A series of entries
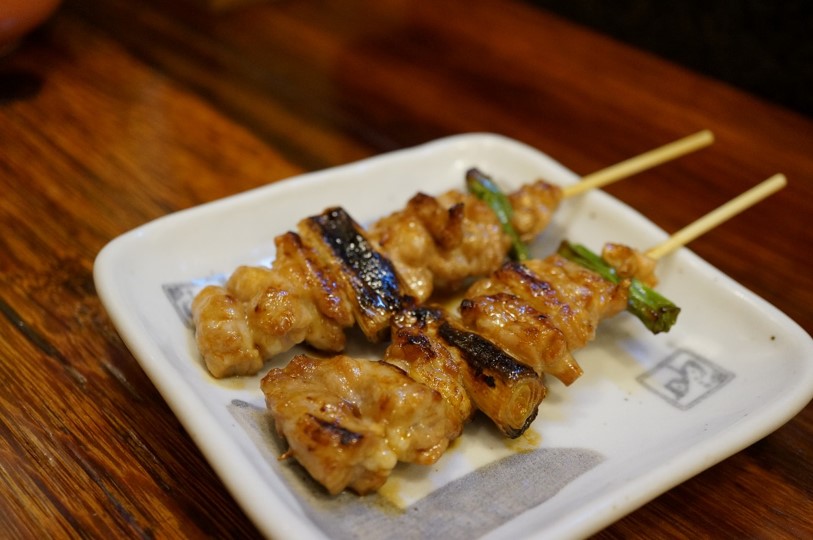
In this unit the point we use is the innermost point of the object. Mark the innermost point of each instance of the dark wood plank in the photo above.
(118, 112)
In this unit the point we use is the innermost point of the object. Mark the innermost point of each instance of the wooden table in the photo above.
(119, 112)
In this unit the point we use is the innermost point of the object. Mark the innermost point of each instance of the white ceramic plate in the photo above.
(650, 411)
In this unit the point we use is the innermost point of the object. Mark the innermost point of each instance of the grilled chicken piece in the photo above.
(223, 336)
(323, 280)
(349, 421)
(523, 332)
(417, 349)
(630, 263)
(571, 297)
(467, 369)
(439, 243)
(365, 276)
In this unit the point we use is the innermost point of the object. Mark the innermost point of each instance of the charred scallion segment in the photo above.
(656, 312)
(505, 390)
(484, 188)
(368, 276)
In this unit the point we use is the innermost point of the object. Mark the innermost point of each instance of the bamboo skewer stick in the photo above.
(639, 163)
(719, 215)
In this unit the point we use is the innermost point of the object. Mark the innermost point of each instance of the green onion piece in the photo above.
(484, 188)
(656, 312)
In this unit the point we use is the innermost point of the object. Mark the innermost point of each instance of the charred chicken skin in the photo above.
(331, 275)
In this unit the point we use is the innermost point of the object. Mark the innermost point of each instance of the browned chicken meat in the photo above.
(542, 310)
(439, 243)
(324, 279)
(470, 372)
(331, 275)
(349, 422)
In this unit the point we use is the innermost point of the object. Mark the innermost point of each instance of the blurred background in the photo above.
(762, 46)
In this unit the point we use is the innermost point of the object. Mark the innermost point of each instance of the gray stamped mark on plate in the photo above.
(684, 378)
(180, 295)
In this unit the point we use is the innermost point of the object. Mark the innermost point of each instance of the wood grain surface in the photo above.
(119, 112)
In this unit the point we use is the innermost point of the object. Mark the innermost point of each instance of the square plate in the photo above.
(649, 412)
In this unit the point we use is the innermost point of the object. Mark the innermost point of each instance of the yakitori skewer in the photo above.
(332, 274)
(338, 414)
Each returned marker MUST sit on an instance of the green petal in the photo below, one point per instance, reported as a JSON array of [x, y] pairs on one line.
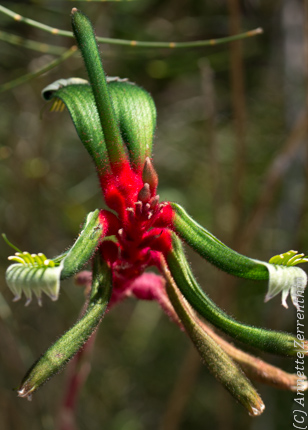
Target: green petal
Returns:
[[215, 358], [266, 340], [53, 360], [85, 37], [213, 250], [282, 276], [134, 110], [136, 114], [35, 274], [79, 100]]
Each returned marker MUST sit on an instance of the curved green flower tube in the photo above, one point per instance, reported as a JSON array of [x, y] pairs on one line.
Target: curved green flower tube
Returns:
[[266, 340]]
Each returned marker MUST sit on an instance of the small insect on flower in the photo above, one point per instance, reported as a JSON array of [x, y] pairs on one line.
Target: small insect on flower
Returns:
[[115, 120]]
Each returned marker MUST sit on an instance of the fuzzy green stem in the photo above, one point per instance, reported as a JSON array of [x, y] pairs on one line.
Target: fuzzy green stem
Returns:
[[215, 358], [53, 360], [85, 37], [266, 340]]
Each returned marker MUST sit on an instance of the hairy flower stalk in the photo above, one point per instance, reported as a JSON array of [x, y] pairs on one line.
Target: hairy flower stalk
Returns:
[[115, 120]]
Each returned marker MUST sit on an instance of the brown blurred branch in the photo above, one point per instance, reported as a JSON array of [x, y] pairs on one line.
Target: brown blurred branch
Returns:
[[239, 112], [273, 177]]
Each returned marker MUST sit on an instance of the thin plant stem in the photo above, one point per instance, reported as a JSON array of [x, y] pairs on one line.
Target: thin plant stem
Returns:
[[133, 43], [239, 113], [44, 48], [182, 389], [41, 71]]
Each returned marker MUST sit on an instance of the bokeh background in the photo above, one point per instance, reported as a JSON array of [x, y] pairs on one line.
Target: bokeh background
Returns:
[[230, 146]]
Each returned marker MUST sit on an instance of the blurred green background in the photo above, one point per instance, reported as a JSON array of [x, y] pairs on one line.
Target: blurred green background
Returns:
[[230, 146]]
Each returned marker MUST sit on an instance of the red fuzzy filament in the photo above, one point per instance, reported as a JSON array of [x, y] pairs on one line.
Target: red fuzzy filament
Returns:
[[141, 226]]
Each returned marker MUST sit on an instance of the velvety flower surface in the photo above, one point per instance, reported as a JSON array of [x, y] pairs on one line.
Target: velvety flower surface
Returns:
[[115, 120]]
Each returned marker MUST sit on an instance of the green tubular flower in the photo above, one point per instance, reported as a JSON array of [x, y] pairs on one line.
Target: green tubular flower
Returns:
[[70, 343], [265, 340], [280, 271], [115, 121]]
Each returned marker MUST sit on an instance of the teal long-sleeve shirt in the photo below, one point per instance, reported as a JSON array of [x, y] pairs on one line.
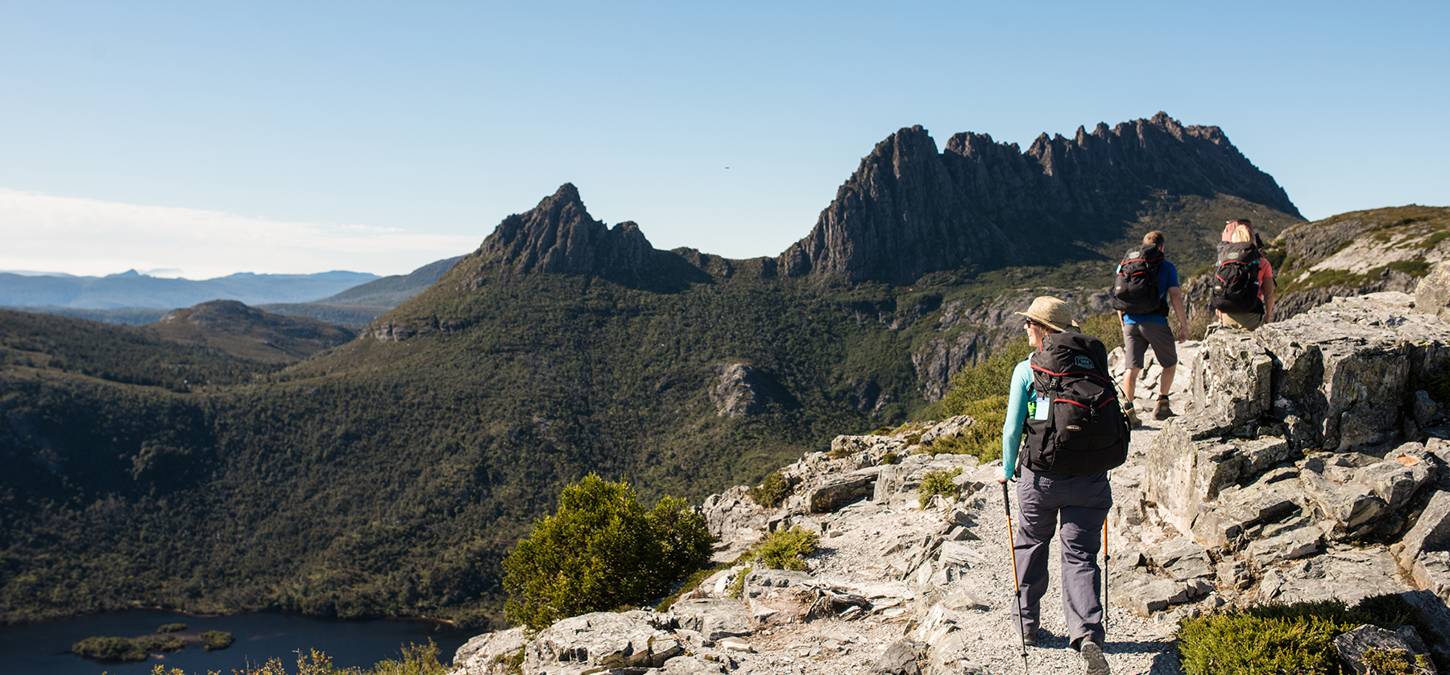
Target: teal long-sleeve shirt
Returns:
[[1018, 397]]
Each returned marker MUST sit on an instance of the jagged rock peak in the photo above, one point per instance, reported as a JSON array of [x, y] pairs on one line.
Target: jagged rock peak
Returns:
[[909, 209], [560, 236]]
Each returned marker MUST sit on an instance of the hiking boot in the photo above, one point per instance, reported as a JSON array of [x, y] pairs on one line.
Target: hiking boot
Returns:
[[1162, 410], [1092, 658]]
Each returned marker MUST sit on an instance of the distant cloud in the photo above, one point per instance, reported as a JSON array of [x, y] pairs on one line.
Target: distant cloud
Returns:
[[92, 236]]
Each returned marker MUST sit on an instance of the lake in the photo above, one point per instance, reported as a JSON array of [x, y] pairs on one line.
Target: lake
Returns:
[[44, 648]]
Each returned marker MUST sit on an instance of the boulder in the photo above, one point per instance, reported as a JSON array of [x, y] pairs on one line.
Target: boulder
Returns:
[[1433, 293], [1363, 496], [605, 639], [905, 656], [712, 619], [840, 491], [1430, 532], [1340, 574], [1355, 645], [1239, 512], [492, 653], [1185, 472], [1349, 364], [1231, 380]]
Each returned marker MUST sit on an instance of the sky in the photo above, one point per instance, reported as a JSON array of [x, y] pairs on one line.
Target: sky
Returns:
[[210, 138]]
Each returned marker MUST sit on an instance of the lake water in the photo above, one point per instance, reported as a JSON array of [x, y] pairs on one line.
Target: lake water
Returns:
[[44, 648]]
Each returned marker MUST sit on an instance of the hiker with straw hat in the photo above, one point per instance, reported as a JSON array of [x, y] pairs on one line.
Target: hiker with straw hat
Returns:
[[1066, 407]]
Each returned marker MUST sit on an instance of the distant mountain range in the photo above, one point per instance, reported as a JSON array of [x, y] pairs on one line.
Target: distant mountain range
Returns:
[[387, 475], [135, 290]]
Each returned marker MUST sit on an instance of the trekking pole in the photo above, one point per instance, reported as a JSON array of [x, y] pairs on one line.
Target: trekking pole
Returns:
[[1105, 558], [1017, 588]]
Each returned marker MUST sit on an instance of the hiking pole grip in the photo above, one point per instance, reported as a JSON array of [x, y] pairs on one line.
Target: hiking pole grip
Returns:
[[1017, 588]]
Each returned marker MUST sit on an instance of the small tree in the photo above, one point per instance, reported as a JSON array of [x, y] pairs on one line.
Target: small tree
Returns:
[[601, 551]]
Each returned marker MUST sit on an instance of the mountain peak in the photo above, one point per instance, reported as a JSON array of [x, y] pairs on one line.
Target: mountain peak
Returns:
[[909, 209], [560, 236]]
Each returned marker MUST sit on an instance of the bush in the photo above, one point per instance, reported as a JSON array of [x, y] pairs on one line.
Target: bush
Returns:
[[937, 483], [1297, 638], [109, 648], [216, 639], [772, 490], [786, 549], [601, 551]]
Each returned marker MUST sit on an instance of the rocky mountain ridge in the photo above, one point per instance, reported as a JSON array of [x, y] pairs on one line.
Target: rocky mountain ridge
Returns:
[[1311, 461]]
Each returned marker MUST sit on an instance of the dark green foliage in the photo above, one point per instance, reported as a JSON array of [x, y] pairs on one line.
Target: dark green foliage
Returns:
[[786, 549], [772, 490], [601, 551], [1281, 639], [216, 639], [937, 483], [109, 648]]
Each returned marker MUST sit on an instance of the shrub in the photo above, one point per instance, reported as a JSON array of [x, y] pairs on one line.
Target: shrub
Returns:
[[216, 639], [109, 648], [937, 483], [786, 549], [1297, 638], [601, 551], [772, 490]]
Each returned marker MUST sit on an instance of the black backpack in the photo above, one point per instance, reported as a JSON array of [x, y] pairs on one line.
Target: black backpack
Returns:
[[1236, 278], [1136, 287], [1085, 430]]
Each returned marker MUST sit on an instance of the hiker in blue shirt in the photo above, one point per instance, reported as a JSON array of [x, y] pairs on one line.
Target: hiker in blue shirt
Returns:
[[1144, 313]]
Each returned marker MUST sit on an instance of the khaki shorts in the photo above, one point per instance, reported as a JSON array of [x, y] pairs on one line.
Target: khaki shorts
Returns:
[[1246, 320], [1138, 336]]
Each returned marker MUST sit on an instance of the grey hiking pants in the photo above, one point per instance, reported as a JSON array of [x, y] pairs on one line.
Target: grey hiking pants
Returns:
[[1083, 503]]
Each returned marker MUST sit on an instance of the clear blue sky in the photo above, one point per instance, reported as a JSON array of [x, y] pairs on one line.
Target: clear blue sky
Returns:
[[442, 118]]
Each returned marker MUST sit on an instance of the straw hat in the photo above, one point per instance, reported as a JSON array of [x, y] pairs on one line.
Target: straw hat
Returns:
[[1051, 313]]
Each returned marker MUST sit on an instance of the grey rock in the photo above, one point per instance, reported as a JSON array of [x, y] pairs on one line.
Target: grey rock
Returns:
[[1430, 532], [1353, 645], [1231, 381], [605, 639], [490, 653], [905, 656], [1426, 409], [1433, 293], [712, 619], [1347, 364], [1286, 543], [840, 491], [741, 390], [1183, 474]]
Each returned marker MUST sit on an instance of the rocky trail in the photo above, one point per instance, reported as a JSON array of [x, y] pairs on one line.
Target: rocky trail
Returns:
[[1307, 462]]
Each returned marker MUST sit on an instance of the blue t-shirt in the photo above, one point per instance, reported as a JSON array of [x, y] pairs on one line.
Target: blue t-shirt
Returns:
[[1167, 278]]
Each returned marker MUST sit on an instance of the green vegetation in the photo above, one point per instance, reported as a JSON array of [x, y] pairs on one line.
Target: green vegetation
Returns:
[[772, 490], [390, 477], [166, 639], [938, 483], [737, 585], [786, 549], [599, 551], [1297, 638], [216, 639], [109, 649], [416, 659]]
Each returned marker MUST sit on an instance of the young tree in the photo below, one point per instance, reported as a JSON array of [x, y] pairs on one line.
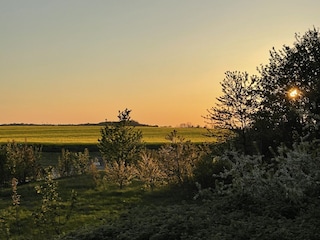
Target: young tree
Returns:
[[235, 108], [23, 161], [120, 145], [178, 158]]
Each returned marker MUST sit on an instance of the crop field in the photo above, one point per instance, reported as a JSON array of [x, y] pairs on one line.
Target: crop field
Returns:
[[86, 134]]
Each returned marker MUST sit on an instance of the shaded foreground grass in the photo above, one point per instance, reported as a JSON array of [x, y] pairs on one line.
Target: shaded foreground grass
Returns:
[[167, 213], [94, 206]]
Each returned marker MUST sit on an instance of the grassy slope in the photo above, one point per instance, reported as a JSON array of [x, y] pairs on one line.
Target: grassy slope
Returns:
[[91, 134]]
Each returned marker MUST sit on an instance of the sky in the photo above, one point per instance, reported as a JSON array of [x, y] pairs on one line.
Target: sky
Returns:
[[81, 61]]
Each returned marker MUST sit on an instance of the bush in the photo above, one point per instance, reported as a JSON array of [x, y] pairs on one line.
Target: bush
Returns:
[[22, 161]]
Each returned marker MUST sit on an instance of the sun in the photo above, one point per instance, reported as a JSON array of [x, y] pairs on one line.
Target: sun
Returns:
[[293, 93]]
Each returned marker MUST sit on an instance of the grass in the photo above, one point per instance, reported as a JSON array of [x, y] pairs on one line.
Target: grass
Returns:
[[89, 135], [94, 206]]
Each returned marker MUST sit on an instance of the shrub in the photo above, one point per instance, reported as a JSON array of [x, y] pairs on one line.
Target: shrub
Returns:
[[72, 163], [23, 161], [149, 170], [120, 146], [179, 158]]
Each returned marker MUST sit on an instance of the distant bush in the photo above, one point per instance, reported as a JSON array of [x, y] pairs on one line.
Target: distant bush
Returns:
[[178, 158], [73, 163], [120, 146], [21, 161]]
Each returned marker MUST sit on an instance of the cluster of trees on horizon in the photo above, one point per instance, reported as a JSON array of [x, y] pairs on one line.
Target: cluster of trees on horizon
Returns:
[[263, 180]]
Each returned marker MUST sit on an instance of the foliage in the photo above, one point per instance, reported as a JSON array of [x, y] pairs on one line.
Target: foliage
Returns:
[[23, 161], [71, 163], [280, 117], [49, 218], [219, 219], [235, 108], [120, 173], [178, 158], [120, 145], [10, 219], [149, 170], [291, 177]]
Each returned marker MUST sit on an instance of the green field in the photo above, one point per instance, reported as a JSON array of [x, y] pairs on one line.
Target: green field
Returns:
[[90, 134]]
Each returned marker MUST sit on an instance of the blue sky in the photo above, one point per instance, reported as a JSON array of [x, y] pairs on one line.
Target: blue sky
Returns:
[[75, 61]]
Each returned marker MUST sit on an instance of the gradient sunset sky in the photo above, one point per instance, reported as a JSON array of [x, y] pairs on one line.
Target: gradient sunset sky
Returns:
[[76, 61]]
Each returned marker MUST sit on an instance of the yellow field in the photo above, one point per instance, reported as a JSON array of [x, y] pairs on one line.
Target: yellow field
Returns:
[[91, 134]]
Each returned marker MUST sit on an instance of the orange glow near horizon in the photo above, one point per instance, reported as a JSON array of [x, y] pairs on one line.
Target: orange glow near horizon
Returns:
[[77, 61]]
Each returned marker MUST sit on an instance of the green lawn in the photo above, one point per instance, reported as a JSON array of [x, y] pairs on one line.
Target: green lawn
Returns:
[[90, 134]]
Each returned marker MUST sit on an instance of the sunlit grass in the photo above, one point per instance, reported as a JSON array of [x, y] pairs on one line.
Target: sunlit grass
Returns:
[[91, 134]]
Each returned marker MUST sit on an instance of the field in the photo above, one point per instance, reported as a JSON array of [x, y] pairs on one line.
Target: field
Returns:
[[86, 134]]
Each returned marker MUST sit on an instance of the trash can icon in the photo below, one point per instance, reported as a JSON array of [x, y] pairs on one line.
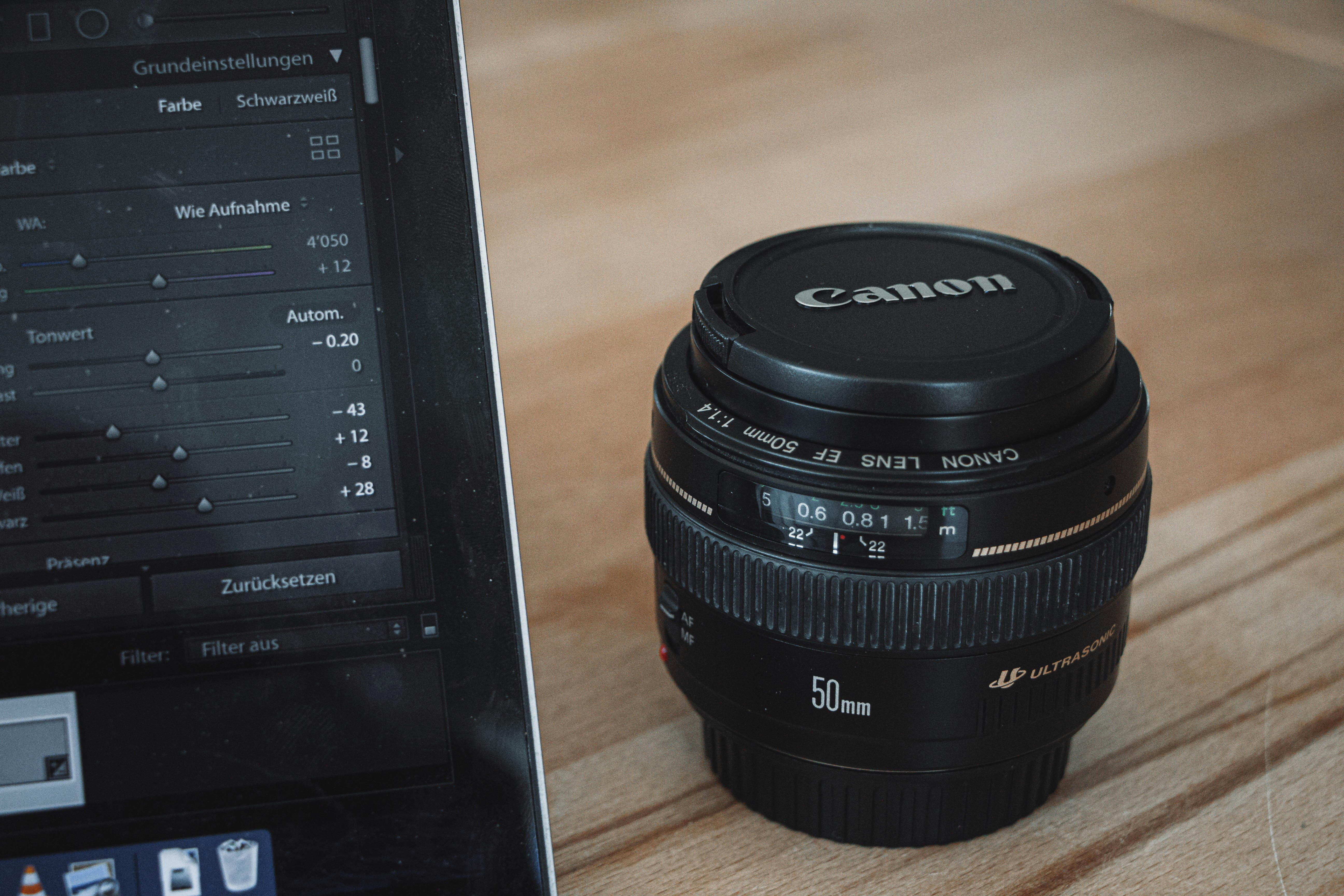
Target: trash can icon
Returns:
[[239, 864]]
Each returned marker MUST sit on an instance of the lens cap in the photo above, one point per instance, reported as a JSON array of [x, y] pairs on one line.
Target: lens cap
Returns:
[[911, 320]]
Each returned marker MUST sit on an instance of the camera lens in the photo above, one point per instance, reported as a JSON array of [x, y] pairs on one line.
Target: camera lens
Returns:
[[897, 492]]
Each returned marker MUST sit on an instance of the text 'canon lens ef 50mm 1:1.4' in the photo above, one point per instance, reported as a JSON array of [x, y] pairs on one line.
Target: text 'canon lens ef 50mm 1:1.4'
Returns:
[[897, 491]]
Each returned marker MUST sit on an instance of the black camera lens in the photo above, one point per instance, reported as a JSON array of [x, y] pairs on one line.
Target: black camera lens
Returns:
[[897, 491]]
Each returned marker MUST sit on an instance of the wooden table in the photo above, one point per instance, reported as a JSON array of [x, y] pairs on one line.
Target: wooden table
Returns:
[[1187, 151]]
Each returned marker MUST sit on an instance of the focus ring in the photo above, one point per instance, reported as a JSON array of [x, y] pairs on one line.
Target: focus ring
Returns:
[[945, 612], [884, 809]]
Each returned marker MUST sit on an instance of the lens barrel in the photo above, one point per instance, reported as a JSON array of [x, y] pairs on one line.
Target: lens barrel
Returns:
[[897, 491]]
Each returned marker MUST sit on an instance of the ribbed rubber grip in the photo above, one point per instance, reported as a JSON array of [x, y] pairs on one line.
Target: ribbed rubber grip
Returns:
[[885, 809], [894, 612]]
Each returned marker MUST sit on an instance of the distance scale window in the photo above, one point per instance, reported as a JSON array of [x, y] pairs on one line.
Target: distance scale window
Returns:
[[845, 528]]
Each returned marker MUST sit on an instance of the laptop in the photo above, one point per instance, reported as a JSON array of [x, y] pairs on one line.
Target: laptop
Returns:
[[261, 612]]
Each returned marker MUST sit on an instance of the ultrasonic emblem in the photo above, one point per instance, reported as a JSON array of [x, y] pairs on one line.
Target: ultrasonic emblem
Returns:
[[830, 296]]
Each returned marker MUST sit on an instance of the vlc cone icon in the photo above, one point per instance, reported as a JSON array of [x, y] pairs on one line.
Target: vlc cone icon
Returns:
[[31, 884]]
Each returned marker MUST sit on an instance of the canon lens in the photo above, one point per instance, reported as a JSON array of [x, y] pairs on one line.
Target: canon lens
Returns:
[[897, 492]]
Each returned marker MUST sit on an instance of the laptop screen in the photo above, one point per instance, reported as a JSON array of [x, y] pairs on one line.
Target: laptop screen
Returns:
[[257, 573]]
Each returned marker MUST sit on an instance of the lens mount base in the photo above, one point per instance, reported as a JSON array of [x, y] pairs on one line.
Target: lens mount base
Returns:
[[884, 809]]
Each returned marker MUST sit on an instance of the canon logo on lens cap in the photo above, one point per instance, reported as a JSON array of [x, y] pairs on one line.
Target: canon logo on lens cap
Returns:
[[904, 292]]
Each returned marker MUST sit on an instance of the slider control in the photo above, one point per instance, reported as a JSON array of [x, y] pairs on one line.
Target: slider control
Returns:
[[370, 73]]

# [TASK GOAL]
Can you turn the entries from the line with "surface in the photo above." to the line with "[[215, 358], [53, 360], [85, 37], [266, 340]]" into a two-column CSV with the headers entry_text and answer? Give one row per entry, put each value in a single quoted field with any line breaks changed to spaces, and leave the pictures out.

# [TASK ANSWER]
entry_text,answer
"In this unit the point we use is the innermost point of the object. Mark the innermost point of each instance of the wood grain surface in the photo above.","(119, 112)"
"In this unit the point we use is the innermost point of the object. Mark the innermost point of each instance of the square plate in the photo above.","(649, 412)"
"In this unit the point we use is the innermost point of the object. Mark the innermost point of each instance of the yakitori skewer in the photo above.","(332, 274) (338, 414)"
"Each returned marker MUST sit on an instance of the green petal in the photo below, one point per instance, reported as a JSON array of [x, y] pairs on one line. Target: green petal Returns:","[[215, 358], [266, 340], [53, 360], [85, 37], [213, 250], [282, 276], [134, 110], [136, 114], [35, 274], [79, 100]]"
"Each returned marker MUST sit on an instance of the curved green flower tube in the photo above, one point per instance, reported as a JSON array of [x, y] pairs on one line. Target: curved green flower tube Returns:","[[266, 340]]"
"Each returned marker MUST sit on an instance of the small insect on flower in the photo above, one point per instance, reported as a JSON array of [x, y] pairs on one line. Target: small insect on flower Returns:","[[115, 120]]"
"Each returned marker MUST sit on an instance of the fuzzy green stem in the photo above, one point per instance, reported as a JSON array of [x, y] pairs on one line. Target: fuzzy green stem Returns:","[[215, 358], [53, 360], [85, 37], [266, 340]]"